**Belge Kesiti:**
TC’de bankacılık sisteminde mevduatın krediye dönüşüm oranı, özellikle kamu iç borçlanması nedeniyle hızla gerilemiştir. TC bankacılık sektörü verilerine göre, 1998’de yüzde 51,1 olan mevduatın krediye dönüşüm (krediler/mevduat) oranı, 2000’de yüzde 42,1’e ve geçen yılda da yüzde 25’e kadar inmiştir.

KKTC’de ise, tam bunun tersi bir durum yaşanmakta, mevduatından çok daha fazla kredi kullandırılmaktadır. 1998’de yaklaşık yüzde 320 olan mevduatın krediye dönüşüm oranı, daha sonraki yıllarda gerilemiş olsa da 2001’de yüzde 179,5 olarak gerçekleşmiştir. (Tablo. 9).

Diğer bir deyişle TC’de 2002 yılı itibariyle 100 liralık mevduatın 25 lirası krediye dönüşürken, KKTC’de 2001’de ise 100 liralık mevduata karşılık 179,5 lira kredi kullandırılmıştır. ‘KKTC’deki bankalar öz kaynakları açısından bu kadar mı güçlü?’ sorusu akla gelmektedir.

Kredilerin sektörel dağılımı incelendiğinde, kredide en büyük payı kamu kurum ve kuruluşları almaktadır. 2001 yılında 752,7 trilyonluk kredi toplamının 481,5 trilyonu kamu ve kuruluşları kullanmışken, bunu yaklaşık 129 trilyonla ticaret ve 96 trilyonla şahsi ve mesleki borçlar izlemiştir. Tarıma sadece 9,7 trilyon, sanayiye de 5,3 trilyon liralık kredi kullandırılmıştır. Bu da, KKTC’de bankacılık sektörünün karlılığında kamu ile doğrudan ilişkinin bulunduğunu ortaya koymaktadır.

Sektörde 2’si kamunun, 5’i yabancı sermayeli olmak üzere 25 tane mevduat bankası faaliyet gösteriyor. Ayrıca 5 banka Tasarruf Mevduatı Sigorta Fonu bünyesinde ve 5 tanesi de tasfiye halindedir. Ayrıca da 1 tane kamusal sermayeli kalkınma bankası ve de tam 32 tane off-shore bankası vardır. Ekonominin kapasitesine ve nüfusuna göre, fazla sayıda off-shore bankasının varlığı dikkat çekmektedir.

Off-shore’lar dahil toplam 58 bankası olan 211 bin nüfuslu KKTC’nin aynı zamanda 67 bin de bankazedesi vardır. 67 bin mevduat sahibinin (Bankazedeler Derneği Genel Sekreteri Güner Çakın, Yeni Düzen, 26 Şubat 2003) parasının hala tahsil edilememiş olması nedeniyle, son yıllarda hazırlanan her ekonomik paketin değişmeyen bir gündemi de, KKTC’de de yaşanan bankacılık krizidir.

Banka batağının ortaya çıktığı 2000 yılı temmuz ayında bankazedeler, iktidarın tutumunu protesto ederek, KKTC Meclis’ini dahi basıp, ortalığı birbirine katmıştır (Sabah, 25 Temmuz 2000; Yeni Binyıl, 28 Temmuz 2000). İktidar ortağı Denktaş ve Başbakan Eroğlu, birbirini suçlamış, ama bunu çabuk unutup yine kader birliği yapmışlardır.

**Verilen Problem 1:** Kayıtlarda "Please point out the bamboo" ifadesini içeren satırdan "(1220, 114)" ifadesini içeren satıra kadar uzanan bölümü, iki uçtaki satırlar da dahil olmak üzere, "Sıra" ve "Satır" sütunlarından oluşan bir Markdown tablosu olarak düzenleyin. Boş satırları tabloya almayın.
KKTC bankacılığı metni ile kayıtlar birbirinden bağımsız iki ayrı malzemedir.

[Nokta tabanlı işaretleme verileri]

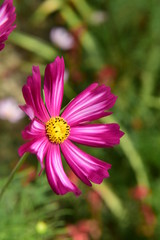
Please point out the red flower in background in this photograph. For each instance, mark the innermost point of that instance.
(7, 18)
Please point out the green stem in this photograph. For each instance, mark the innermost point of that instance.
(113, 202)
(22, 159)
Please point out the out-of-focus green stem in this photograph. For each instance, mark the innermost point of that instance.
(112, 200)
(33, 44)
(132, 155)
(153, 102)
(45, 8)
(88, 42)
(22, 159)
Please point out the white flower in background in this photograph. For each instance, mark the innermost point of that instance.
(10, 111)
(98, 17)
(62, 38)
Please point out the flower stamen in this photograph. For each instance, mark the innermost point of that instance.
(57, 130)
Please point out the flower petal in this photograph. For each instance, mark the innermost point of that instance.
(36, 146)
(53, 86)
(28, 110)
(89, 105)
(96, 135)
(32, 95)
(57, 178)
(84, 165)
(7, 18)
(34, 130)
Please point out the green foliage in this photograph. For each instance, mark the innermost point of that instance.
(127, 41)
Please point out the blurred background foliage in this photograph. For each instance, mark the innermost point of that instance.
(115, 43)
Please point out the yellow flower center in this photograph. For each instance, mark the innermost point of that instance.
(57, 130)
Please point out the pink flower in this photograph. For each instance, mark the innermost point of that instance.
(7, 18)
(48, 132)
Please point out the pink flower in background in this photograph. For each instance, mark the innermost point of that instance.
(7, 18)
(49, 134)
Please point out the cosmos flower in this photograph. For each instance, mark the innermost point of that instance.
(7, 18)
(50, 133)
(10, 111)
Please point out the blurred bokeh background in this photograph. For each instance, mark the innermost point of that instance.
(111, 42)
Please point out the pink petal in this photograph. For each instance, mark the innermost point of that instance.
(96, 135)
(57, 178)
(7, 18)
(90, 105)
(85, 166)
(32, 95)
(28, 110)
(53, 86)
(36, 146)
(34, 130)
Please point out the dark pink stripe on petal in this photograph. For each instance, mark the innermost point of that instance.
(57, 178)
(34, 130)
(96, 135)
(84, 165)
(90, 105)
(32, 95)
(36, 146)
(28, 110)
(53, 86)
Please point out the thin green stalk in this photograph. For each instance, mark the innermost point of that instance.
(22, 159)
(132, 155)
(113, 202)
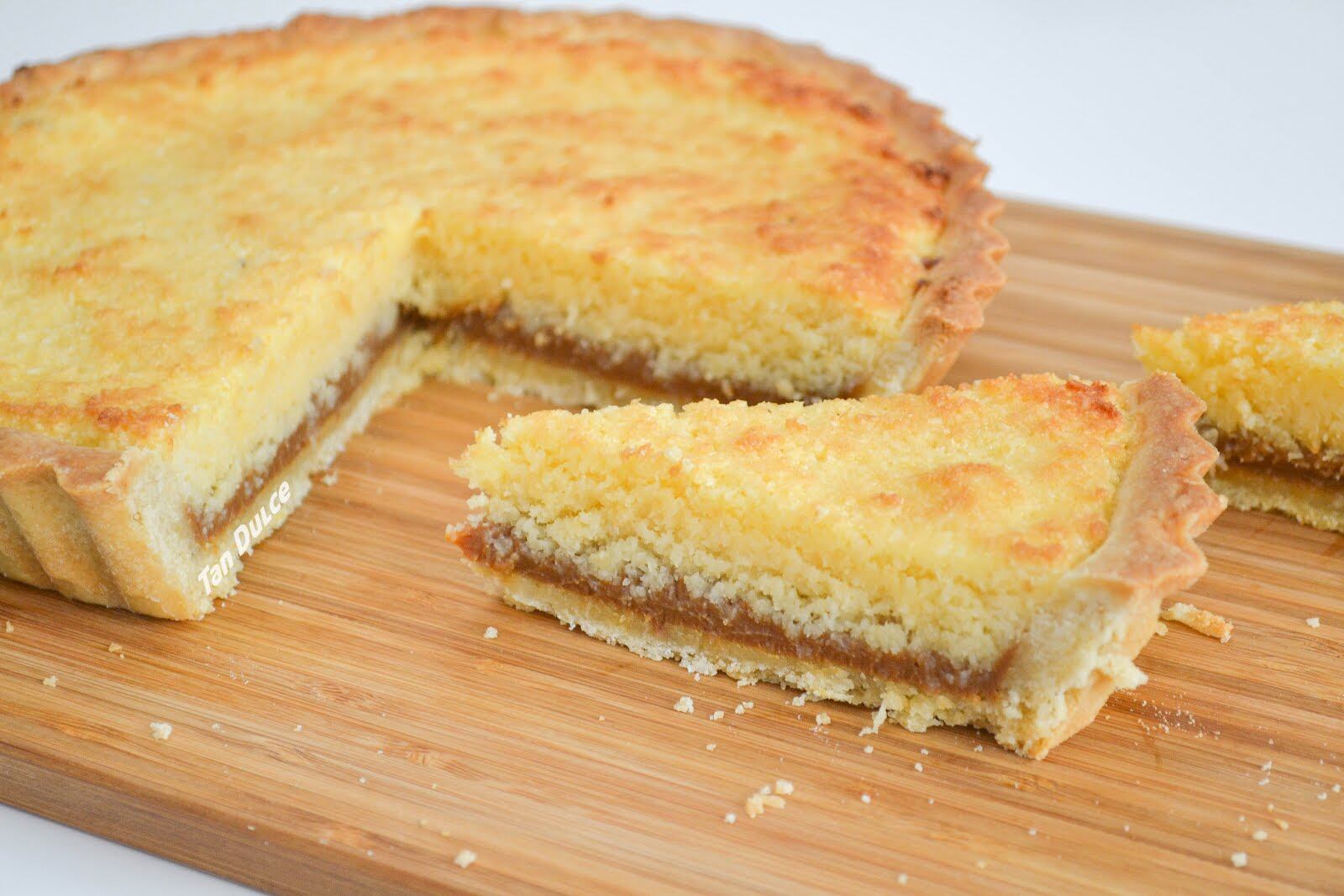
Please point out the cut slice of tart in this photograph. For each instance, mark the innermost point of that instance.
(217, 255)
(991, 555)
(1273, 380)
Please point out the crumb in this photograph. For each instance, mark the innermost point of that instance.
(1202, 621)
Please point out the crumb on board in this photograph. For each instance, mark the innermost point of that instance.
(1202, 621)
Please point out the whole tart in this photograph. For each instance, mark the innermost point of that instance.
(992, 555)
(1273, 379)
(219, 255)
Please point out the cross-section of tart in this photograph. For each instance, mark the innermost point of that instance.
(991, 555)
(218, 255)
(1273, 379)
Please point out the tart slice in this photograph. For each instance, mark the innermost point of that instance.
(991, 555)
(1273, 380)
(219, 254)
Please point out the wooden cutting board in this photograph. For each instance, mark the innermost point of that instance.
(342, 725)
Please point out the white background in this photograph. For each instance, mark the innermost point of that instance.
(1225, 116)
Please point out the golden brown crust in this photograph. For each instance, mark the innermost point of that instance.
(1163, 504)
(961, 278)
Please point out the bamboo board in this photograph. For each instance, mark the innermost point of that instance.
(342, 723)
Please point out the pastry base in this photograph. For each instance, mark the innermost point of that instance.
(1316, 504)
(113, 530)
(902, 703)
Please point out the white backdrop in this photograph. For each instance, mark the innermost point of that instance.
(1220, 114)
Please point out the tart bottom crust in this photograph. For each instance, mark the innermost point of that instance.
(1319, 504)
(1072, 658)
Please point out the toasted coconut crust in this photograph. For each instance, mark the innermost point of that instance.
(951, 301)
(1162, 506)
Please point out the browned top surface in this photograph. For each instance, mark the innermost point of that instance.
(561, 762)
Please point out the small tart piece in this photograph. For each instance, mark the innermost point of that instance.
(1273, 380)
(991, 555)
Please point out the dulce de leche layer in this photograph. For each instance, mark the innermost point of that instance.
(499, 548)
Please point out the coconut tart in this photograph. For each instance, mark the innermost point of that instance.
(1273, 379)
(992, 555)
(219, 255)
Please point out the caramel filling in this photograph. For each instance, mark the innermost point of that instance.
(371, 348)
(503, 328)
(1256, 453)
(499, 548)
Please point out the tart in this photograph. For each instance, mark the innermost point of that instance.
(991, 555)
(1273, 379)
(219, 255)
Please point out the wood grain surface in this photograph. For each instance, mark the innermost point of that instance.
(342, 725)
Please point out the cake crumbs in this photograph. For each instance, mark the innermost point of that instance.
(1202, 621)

**Verilen Problem 2:** KKTC bankacılığı metnini kaldığı yerden sürdürün.

**Görev Çıktısı 1:**
| Sıra | Satır |
|---|---|
| 1 | Please point out the bamboo board in this photograph. For each instance, mark the innermost point of that instance. |
| 2 | (342, 723) |
| 3 | Please point out the pastry base in this photograph. For each instance, mark the innermost point of that instance. |
| 4 | (1316, 504) |
| 5 | (113, 530) |
| 6 | (902, 703) |
| 7 | Please point out the white backdrop in this photograph. For each instance, mark the innermost point of that instance. |
| 8 | (1220, 114) |

**Görev Çıktısı 2:**
Batan bankalardan birisi de Denktaş’ın dünürü Salih Boyacı’nın Kıbrıs Kredi Bankası’dır. Ve 80 milyon doları hortumladığı iddiasıyla (Sabah, 26 Eylül 2000) yargılanan Boyacı, sonunda 12 ayrı davanın hepsinden beraat etmiştir (Star, 17 Aralık 2002; Hürriyet, 21 Aralık 2002).

Bankacılık krizi, Lefkoşa’nın önemli tartışma konusu olmuştur. KKTC Başbakanı Derviş Eroğlu, 2000 yılında yaşanan bu krizin Ankara’dan gönderilen Merkez Bankası raporunda kendilerinden gizlendiğini belirterek, şu iddiada bulunmuştur: Beş bankada hortumlanan 150 trilyon liralık banka vurgununu bize bildirmediler (Dünya, 13 Kasım 2000). Bu, hem Ankara-Lefkoşa hattındaki ilişkiyi özetlemesi hem de bir başbakanın bankacılık sektöründen ve dolayısıyla sistemden ‘ne kadar haberdar’ olduğunu ortaya koyması bakımından çok önemlidir.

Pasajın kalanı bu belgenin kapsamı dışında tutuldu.